--- START Data supplied ---

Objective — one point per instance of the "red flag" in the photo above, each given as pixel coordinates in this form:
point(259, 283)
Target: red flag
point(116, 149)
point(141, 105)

--- END Data supplied ---

- Exercise details -
Lay out the material above as a Markdown table with the columns Number and Line, one row per line, skipping any blank lines.

- Exercise output -
| Number | Line |
|---|---|
| 1 | Objective — one point per instance of the "red flag" in the photo above, each given as pixel coordinates in this form: |
| 2 | point(259, 283) |
| 3 | Target: red flag |
| 4 | point(116, 149) |
| 5 | point(141, 105) |